> **WHAT IS ASKED**:
Pull out each line of the listing below that contains the word "cloud".

> **DATA FOR PROCESSING**:
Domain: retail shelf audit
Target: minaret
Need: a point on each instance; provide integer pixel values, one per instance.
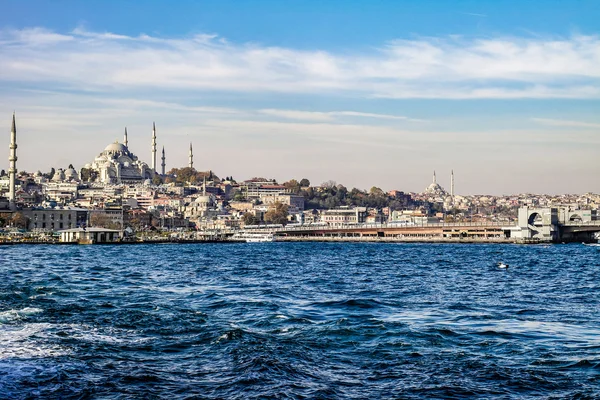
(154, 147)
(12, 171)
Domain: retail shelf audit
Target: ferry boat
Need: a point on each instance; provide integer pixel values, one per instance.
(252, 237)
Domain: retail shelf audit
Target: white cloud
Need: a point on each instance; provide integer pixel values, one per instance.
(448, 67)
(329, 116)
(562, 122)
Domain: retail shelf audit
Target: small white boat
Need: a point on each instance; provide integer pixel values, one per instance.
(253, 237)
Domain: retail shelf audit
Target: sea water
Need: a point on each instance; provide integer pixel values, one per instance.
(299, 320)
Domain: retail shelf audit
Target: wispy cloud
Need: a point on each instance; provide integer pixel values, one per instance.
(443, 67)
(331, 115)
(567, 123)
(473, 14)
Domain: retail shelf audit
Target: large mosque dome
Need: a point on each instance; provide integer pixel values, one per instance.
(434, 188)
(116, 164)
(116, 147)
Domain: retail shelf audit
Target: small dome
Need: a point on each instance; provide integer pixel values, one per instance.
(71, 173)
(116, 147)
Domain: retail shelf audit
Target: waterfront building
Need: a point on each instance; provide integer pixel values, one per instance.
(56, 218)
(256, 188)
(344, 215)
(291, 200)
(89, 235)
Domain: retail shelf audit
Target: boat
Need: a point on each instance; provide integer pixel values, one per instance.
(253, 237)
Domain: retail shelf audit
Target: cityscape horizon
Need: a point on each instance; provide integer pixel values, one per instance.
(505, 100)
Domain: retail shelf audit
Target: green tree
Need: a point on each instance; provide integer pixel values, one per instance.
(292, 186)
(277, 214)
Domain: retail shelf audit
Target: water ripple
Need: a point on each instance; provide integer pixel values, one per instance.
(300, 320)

* * *

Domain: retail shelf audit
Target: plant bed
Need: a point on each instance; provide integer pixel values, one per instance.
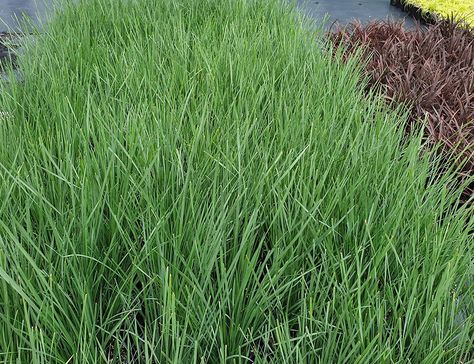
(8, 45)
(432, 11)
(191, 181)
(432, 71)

> **WRITTEN RESPONSE**:
Target: white cloud
Target: wispy cloud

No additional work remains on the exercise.